(BRIEF):
Each line below has to be output exactly, from first to last.

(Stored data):

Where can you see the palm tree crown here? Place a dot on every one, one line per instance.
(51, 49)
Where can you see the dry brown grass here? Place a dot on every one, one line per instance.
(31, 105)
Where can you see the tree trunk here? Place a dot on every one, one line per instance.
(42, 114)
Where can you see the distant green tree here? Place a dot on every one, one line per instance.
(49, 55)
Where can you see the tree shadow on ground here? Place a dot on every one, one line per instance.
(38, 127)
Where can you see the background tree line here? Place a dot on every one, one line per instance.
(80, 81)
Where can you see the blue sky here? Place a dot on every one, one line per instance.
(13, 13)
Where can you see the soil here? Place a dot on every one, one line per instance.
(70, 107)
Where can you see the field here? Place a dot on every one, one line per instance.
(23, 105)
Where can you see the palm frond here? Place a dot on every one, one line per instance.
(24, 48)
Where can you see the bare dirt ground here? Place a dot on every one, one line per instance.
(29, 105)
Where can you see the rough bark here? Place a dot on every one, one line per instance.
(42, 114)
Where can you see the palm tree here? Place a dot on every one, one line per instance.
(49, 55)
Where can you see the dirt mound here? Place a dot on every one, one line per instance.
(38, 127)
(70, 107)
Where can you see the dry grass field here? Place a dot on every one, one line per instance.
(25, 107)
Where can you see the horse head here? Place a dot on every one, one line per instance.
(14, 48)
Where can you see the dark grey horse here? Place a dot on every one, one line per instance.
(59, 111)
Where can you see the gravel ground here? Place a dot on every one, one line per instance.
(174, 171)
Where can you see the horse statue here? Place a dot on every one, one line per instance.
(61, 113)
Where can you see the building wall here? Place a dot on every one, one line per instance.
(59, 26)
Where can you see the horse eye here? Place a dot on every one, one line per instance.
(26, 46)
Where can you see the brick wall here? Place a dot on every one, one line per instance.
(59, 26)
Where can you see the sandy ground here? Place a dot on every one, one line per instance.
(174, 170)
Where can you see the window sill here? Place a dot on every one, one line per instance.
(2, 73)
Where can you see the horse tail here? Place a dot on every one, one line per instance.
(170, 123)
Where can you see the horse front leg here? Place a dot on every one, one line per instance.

(EXERCISE RESULT):
Where can you see the palm tree crown here? Place a dot on every one, one line per instance.
(51, 49)
Where can you see the dry brown grass here? Place a dot on every one, one line per instance.
(31, 105)
Where can you see the tree trunk here? Place a dot on every one, one line per instance.
(42, 114)
Where can you see the distant green tree here? Place a dot on every one, one line per instance.
(49, 55)
Where can you see the tree shadow on ground here? Place a dot on every one, one line per instance.
(38, 127)
Where can you see the background tree line here? Place a dot on every one, one line per instance.
(80, 81)
Where can you see the blue sky here? Place a dot on every one, one line per instance.
(13, 13)
Where can you see the soil here? Place a dot on every one, one line per instance.
(70, 107)
Where can you see the field here? Place a dot on every one, one line per instance.
(23, 105)
Where can you see the palm frond here? Place a dot on every one, one line per instance.
(24, 48)
Where can you see the bare dirt ground here? Place a dot on every one, one line per instance.
(29, 105)
Where can you see the rough bark here? Place a dot on every one, one line per instance.
(42, 114)
Where can you see the palm tree here? Place a dot on every one, one line per instance.
(49, 55)
Where can you see the dirt mound here? Place a dot on every one, one line per instance.
(38, 127)
(70, 107)
Where can you see the dry grass field here? Place a dot on every one, one line per instance.
(25, 107)
Where can you see the horse head here? Place a dot on every one, one line per instance.
(14, 48)
Where can you see the dark grey horse here? Place a dot on every one, one line per instance.
(59, 111)
Where can you see the gravel ground here? Place a dot on every one, one line per instance.
(174, 171)
Where can you see the horse statue here? Place a dot on every one, one line per instance.
(61, 113)
Where can you see the building wall here? Place a dot on every one, one line per instance.
(59, 26)
Where can you see the horse eye here? Place a dot on every one, one line per instance.
(26, 46)
Where can you see the brick wall here? Place a dot on every one, one line per instance.
(59, 26)
Where can you see the sandy ground here? Place a dot on every one, one line per instance.
(174, 170)
Where can you see the window sill here? Place a dot on every one, one line per instance.
(2, 73)
Where can you see the horse tail here? Place a dot on every one, one line per instance.
(170, 123)
Where can you see the horse front leg here? Place a dot on every one, one line per instance.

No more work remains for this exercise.